# [Exercise]
Duplicate the passage on Liebieg's 1894 Benz journey, starting at "Ingenious basic principle: The" and ending at "the Mercedes-Benz Classic Archive: D830118)".

:: Passage for review

A major challenge: There had been considerable technical improvements between 1888 and 1894, but Liebieg’s long-distance journey was still extremely demanding. This was because the roads were not designed for this innovative mode of transport, and there was still no reliable refuelling infrastructure. Motorists purchased petrol from pharmacies or chemists along the way, filling it into the shiny brass tank above the front axle. The average fuel consumption of their Benz Victoria was more than 20 litres per 100 kilometres. After six stages with a total journey time of 69 hours, they arrived in Gondorf having covered a total distance of 939 kilometres.

Well equipped: Historical photos show how similar Liebieg’s car was to the Benz Victoria on display in the Mercedes-Benz Museum. The vehicle was characterised by slim wood-spoked wheels with a smaller diameter at the front than at the rear, block brakes for deceleration, chain drive at the rear axle, a high seating position and a folding soft top. The horizontal single-cylinder engine produced 2.9 kW (4 hp) from a displacement of 1,990 cubic centimetres. The Museum exhibit, which is one year older, develops 2.2 kW (3 hp) from a displacement of 1,726 cubic centimetres. In addition, Liebieg fitted his Victoria with a third lantern at the front. The Baron’s original vehicle is now on display in the Technical Museum in Prague.

Ingenious basic principle: The young aristocrat was not only enthusiastic about technology, but also about the freedom that motorised individual mobility made possible. As he wrote in his diary: “We chose a vehicle that frees us from petty annoyances and leaves us to direct matters for ourselves. This was the petrol motor car of the ingenious Benz in Mannheim.”

Mercedes-Benz Museum, Raum Mythos 1: Pioniere – Die Erfindung des Automobils. Benz Victoria von 1893. Gesamtansicht von rechts vorn. (Fotosignatur der Mercedes-Benz Classic Archive: D830118) Mercedes-Benz Museum, Legend Room 1: Pioneers – The Invention of the Automobile. Benz Victoria of 1893. Overall view from the front right. (Photo index number in the Mercedes-Benz Classic Archive: D830118)

Overnight stage to Mannheim: On 20 July 1894, Liebieg and his travelling companion arrived in Mannheim. This marked the end of a spectacular two-day run which included an overnight journey, by far the longest single stage of the journey. The first port of call was the birthplace of the Victoria. Theodor von Liebieg: “We immediately drove to the Benz & Cie. factory, where Mr [Friedrich] von Fischer and Mr [Carl] Benz awaited us; both were delighted with our daring endeavour and the happy outcome. After all, the car had covered 282 kilometres in the last 26 hours, a distance that no one has ever undertaken on such a vehicle[!].”

A contemporary testimony to good service: The diary from 1894 is an impressive document about early long-distance journeys by car. It also testifies to the strong service ethic at Benz & Cie.: during the stops in Mannheim on the outward and return journeys, the vehicle of Baron von Liebieg was extensively serviced. And after a breakdown during a stay of several weeks on the Moselle, where the Baron went on numerous excursions, a Benz mechanic was despatched there to carry out the necessary work.

A fond farewell: On the way back, car designer Benz and his family even escorted their customer. “On Sunday we started our journey home again, accompanied by the whole Benz family, who travelled with us as far as Gernsheim. We said our goodbyes over the last bottle of Moselle, and after photographing the two cars we drove on alone towards Offenbach.” All in all, Liebieg covered around 2,500 kilometres in his Victoria on this journey to the Moselle and back.

From long-distance driving to motorsport: The “Benz Journey” undertaken by Liebieg in 1894 was important proof that the motor car was perfectly suited to travelling very long distances. In the same year, the same idea gave rise to a new form of competition in France, namely motor racing: Vehicles with Daimler-licensed engines won the first automobile race from Paris to Rouen. This marked the beginning of 130 years of motorsport at Mercedes-Benz. Theodor von Liebieg was also involved. Among other events, he took part in the first automobile race through the Alps in 1898, and in 1899 won the first international race in Vienna with a Benz 8 hp racing car.

::::
:: Given records

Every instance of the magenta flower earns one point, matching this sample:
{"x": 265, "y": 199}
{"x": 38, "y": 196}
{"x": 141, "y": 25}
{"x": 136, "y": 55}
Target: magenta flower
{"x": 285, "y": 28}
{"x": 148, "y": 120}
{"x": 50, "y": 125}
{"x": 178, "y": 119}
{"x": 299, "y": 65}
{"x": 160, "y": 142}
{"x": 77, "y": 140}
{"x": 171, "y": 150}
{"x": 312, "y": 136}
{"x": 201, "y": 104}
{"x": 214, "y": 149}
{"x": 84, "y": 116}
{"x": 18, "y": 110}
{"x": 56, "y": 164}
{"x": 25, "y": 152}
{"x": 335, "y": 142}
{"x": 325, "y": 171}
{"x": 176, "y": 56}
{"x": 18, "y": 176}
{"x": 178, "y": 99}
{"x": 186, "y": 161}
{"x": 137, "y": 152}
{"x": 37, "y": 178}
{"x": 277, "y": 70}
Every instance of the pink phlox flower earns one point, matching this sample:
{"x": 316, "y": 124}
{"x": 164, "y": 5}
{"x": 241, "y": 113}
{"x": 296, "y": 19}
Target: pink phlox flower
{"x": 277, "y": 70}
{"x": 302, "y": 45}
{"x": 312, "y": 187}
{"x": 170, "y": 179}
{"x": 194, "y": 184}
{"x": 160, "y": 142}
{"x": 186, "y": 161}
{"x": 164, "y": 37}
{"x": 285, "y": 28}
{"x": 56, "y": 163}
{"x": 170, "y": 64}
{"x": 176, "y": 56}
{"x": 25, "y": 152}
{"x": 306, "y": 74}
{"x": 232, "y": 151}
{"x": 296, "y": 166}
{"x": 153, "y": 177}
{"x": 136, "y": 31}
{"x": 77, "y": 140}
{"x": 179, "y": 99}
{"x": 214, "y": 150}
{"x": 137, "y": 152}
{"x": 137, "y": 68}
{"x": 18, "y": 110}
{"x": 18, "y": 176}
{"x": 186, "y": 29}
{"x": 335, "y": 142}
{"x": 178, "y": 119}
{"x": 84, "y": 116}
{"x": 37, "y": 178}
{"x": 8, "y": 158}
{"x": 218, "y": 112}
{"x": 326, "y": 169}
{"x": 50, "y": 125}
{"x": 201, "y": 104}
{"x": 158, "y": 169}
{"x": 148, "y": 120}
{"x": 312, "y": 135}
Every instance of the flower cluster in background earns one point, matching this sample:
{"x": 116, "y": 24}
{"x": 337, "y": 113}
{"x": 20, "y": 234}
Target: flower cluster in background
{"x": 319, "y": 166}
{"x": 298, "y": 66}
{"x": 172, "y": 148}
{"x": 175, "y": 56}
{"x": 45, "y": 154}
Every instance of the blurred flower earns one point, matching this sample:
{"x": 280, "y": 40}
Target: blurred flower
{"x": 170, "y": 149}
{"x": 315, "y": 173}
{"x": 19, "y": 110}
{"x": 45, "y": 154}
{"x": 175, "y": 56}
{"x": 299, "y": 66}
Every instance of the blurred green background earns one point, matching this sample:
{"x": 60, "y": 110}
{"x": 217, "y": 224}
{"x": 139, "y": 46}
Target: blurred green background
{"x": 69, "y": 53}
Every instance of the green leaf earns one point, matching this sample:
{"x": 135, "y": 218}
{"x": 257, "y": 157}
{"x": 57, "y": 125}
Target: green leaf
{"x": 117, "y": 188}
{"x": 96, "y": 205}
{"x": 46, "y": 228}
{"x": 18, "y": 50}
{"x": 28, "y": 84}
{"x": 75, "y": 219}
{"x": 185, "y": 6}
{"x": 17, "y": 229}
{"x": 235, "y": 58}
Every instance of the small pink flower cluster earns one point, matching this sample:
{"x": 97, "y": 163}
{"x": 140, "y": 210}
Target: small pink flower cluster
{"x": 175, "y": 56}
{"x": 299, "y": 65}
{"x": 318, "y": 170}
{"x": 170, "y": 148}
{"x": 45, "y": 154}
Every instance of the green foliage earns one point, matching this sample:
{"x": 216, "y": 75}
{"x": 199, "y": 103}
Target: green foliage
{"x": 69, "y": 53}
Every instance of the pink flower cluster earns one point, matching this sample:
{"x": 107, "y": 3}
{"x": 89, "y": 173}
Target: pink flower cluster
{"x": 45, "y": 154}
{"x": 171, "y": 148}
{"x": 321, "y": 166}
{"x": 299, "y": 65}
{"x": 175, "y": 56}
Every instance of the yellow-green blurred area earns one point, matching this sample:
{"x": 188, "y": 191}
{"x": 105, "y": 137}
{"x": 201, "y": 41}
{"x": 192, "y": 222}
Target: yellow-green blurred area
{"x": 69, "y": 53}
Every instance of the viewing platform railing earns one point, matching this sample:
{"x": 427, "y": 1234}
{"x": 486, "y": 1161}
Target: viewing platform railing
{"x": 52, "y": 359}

::::
:: Given records

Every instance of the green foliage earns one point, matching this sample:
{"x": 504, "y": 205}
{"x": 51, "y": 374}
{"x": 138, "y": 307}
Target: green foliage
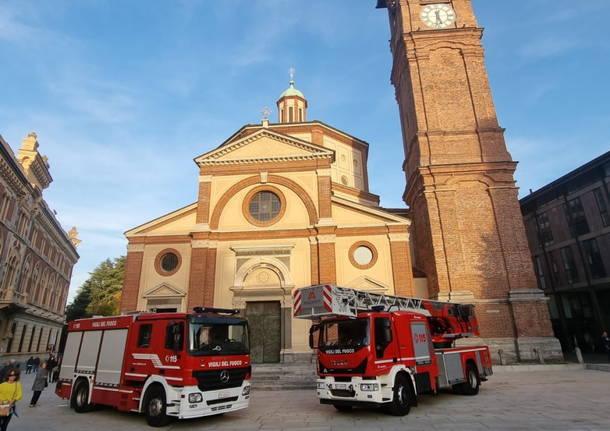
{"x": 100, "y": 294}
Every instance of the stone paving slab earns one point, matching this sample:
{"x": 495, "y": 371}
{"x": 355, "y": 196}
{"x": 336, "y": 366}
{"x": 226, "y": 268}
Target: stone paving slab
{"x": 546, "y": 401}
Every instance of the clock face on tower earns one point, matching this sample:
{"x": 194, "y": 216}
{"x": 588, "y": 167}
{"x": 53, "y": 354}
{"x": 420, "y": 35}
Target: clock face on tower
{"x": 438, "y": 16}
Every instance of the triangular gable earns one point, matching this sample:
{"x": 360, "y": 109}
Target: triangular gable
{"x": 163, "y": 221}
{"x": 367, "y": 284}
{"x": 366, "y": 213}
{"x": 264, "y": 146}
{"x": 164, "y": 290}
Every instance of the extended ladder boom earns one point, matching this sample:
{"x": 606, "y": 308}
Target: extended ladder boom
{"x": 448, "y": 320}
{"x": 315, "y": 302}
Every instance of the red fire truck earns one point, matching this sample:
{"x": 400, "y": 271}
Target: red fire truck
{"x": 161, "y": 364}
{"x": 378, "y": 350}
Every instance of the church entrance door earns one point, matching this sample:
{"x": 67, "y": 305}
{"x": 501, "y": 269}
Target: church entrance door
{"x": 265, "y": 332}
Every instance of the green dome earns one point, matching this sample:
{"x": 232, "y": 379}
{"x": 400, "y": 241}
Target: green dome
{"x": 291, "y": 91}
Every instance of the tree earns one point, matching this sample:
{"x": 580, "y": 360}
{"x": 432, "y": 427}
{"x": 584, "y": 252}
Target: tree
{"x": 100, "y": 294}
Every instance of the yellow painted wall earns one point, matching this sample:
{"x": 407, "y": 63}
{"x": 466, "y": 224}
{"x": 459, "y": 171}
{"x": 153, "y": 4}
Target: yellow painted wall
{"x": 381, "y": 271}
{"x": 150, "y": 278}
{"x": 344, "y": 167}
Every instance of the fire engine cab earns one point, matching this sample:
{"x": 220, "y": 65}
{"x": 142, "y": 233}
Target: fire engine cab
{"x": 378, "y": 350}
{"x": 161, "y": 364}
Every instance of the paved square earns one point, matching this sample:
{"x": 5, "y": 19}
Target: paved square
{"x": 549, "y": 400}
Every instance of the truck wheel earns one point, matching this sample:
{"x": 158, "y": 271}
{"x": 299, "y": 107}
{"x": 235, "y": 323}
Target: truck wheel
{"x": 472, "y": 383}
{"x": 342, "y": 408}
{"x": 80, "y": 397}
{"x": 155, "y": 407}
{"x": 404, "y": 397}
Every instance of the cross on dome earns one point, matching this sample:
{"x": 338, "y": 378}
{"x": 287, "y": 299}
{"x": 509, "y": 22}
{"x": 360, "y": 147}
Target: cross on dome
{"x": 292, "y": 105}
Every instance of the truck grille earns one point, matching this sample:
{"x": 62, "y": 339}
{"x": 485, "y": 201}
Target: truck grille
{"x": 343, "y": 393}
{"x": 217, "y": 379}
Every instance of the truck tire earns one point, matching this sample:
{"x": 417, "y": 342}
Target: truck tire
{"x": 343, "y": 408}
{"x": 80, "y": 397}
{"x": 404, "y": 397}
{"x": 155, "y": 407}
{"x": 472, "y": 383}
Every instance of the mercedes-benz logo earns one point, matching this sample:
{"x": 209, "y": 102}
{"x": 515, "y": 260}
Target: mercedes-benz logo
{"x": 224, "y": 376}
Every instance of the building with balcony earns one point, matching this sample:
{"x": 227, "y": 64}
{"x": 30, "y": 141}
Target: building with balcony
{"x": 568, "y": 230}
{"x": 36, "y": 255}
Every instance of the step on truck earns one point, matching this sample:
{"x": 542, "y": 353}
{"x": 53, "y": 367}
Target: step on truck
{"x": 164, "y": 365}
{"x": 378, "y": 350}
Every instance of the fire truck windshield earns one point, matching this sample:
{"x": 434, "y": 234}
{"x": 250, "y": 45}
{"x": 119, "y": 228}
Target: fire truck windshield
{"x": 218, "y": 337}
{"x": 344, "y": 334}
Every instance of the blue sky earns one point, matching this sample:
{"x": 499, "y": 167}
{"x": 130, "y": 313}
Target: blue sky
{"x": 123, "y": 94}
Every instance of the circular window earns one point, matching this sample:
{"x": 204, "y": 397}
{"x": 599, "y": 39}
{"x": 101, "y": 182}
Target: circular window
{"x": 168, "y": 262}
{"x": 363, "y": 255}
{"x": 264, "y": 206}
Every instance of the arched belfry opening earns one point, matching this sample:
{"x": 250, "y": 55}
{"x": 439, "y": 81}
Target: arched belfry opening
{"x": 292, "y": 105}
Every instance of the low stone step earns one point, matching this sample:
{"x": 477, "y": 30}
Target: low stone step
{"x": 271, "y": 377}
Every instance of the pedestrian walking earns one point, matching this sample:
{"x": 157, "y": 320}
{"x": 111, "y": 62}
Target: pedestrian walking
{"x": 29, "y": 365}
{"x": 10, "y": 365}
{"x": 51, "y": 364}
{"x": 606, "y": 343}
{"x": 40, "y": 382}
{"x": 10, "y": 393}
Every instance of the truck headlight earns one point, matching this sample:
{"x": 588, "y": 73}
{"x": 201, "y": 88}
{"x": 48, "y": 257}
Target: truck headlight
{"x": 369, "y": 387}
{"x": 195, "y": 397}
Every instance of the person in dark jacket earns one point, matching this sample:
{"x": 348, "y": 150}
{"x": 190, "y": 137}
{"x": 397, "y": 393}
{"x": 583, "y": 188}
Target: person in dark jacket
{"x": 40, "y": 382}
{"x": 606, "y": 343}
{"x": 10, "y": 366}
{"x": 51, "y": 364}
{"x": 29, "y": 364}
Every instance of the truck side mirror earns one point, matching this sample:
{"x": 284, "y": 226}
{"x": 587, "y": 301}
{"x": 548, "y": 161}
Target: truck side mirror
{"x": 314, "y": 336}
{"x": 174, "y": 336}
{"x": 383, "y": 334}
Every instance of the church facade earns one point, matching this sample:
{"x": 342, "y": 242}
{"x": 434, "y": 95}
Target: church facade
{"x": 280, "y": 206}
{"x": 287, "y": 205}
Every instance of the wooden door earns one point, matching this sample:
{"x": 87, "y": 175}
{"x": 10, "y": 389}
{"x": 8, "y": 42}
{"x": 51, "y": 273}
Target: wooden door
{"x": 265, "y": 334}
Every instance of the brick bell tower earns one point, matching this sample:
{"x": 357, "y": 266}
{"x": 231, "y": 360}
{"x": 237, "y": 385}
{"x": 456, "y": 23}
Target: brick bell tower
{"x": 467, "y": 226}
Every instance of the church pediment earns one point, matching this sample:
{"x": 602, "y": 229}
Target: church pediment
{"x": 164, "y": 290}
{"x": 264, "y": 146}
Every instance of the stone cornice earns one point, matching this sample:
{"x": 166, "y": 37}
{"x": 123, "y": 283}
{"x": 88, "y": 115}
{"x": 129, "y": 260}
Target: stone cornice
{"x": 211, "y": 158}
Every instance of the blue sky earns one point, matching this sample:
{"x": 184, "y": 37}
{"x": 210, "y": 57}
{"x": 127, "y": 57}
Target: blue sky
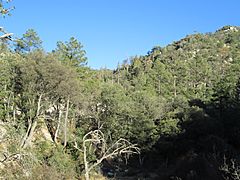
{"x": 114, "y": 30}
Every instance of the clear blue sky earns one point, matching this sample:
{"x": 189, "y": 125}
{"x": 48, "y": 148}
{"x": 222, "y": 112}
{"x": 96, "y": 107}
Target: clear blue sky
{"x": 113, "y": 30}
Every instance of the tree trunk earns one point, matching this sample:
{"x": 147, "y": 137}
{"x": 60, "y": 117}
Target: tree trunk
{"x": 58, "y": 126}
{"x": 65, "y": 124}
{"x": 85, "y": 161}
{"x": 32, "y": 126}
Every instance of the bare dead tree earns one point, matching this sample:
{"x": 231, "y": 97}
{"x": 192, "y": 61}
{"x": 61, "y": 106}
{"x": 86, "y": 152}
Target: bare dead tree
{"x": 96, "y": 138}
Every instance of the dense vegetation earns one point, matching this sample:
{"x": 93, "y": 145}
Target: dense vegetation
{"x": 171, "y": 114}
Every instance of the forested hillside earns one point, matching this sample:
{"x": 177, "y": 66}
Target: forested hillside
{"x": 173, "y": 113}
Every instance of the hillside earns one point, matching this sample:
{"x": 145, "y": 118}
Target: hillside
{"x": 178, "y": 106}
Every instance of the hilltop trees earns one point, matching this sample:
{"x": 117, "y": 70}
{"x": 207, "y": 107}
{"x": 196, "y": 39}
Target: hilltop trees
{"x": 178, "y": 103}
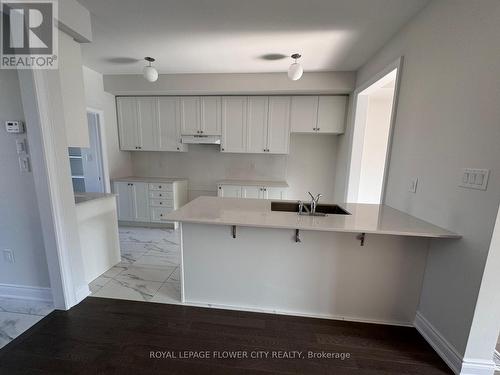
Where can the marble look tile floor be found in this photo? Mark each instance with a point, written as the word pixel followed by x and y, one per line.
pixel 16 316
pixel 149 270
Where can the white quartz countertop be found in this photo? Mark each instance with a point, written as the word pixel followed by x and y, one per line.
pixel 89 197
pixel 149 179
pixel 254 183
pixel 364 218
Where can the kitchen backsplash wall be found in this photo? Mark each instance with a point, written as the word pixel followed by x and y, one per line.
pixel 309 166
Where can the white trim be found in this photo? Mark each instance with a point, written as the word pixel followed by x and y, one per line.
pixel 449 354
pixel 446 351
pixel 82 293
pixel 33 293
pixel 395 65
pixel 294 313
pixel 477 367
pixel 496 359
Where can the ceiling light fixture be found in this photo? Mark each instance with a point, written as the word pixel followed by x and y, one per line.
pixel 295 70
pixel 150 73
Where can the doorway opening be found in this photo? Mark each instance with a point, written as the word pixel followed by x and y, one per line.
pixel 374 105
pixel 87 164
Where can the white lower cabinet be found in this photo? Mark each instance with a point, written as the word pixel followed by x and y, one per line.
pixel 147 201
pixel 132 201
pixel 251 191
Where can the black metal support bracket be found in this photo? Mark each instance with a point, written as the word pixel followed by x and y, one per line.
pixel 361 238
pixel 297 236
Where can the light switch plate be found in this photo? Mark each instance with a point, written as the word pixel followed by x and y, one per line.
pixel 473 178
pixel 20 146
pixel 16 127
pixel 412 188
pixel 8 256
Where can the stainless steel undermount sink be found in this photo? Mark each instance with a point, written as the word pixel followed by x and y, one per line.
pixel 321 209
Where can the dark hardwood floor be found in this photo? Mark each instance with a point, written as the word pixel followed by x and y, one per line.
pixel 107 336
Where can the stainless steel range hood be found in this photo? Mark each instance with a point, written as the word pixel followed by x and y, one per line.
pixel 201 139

::::
:: Given records

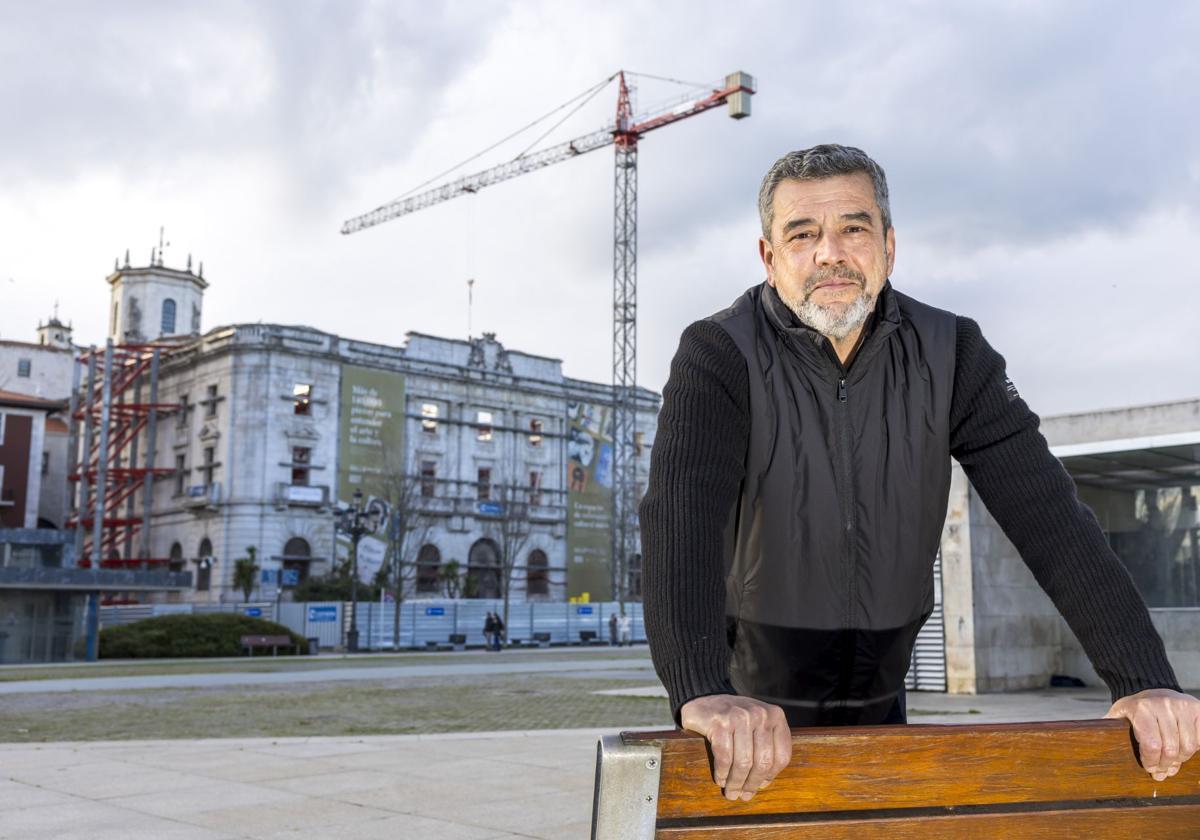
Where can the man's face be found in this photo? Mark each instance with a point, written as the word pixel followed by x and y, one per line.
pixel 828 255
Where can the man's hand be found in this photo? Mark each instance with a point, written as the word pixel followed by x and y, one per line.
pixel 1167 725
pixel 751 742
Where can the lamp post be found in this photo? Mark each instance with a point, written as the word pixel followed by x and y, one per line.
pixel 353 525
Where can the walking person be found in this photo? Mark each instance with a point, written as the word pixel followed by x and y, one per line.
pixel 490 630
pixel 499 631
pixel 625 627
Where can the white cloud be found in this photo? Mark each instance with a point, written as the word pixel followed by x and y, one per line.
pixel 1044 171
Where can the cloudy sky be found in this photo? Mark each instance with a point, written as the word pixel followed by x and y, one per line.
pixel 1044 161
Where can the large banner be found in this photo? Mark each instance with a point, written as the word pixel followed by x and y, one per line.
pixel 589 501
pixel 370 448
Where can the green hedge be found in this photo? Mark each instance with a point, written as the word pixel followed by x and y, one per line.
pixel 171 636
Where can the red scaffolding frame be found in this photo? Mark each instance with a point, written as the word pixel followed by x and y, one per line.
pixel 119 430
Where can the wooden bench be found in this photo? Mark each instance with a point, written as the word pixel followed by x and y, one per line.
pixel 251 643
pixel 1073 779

::::

# [Result of the exercise]
Ingenious basic principle: The young aristocrat was not only enthusiastic about technology, but also about the freedom that motorised individual mobility made possible. As he wrote in his diary: “We chose a vehicle that frees us from petty annoyances and leaves us to direct matters for ourselves. This was the petrol motor car of the ingenious Benz in Mannheim.”

Mercedes-Benz Museum, Raum Mythos 1: Pioniere – Die Erfindung des Automobils. Benz Victoria von 1893. Gesamtansicht von rechts vorn. (Fotosignatur der Mercedes-Benz Classic Archive: D830118) Mercedes-Benz Museum, Legend Room 1: Pioneers – The Invention of the Automobile. Benz Victoria of 1893. Overall view from the front right. (Photo index number in the Mercedes-Benz Classic Archive: D830118)